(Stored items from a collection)

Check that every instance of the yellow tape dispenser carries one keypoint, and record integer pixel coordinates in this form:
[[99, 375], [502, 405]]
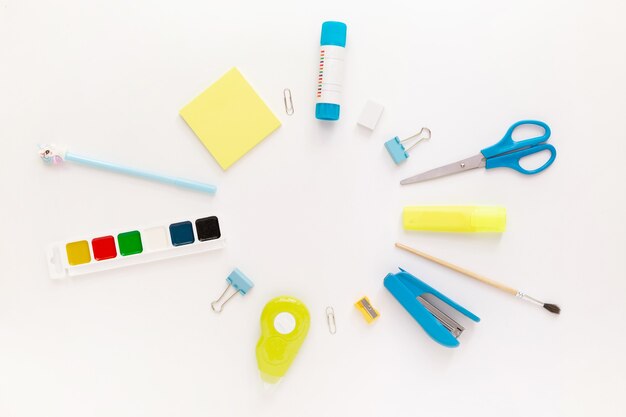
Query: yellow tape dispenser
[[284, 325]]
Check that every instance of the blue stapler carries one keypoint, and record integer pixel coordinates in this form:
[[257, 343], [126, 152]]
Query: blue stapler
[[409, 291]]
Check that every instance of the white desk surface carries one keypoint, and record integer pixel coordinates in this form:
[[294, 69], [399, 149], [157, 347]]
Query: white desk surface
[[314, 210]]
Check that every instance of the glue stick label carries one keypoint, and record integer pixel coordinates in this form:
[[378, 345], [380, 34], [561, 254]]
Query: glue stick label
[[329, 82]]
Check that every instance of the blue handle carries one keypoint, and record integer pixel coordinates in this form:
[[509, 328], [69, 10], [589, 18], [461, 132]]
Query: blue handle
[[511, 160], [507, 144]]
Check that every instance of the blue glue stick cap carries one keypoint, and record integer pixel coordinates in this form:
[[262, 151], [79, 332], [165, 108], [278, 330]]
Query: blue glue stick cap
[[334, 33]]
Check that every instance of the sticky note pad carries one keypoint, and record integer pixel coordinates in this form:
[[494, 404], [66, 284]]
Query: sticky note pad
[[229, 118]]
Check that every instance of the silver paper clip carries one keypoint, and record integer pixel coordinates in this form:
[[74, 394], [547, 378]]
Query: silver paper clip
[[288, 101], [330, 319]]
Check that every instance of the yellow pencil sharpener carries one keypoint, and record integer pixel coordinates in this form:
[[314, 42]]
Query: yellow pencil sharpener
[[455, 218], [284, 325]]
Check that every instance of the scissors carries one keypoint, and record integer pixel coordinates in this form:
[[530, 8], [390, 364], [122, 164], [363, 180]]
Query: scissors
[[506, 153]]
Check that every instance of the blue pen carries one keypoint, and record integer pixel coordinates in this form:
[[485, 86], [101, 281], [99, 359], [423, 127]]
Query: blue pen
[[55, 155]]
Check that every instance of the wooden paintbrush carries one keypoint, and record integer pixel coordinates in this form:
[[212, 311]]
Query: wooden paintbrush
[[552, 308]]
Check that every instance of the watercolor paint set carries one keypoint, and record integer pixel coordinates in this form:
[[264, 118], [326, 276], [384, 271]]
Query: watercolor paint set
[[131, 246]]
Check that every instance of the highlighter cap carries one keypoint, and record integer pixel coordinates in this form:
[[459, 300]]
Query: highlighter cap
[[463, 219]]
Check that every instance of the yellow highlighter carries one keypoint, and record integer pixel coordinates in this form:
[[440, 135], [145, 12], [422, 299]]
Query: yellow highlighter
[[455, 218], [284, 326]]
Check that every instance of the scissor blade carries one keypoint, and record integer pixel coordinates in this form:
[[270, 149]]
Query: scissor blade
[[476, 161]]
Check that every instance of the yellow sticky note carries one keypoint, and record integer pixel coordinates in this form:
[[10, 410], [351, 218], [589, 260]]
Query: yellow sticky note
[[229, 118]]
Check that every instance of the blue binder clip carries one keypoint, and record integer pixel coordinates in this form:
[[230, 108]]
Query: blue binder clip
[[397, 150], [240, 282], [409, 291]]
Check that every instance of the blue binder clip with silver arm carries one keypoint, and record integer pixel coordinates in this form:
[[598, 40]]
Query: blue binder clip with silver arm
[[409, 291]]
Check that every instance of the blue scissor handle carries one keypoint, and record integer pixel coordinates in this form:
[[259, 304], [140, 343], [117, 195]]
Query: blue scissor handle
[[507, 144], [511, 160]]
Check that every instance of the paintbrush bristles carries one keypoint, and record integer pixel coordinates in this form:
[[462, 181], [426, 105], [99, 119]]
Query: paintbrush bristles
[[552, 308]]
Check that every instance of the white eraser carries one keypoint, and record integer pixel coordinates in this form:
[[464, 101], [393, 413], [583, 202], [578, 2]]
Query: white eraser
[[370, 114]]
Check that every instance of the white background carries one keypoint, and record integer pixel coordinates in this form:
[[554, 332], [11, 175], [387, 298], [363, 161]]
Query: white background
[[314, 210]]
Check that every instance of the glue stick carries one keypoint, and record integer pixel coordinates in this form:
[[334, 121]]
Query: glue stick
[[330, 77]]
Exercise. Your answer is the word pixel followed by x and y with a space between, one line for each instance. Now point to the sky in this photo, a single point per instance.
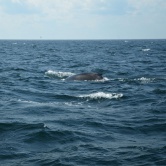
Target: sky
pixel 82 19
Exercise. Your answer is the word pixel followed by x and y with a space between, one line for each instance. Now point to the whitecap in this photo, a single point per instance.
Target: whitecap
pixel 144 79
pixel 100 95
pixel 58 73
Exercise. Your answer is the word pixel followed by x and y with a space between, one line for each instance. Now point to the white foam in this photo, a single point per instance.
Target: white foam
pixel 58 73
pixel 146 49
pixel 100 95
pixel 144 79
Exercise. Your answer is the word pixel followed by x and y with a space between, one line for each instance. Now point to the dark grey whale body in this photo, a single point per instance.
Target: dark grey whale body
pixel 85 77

== PROBLEM TO WORK ON ==
Copy out the listing lines between the line holding "Check that every instance of the blue pen" and the line holding "[[55, 155]]", inclusive, with no changes.

== RESULT ==
Check that every instance of the blue pen carries one keypoint, and record integer pixel coordinates in this form:
[[485, 86], [101, 281], [99, 359], [423, 127]]
Query: blue pen
[[55, 155]]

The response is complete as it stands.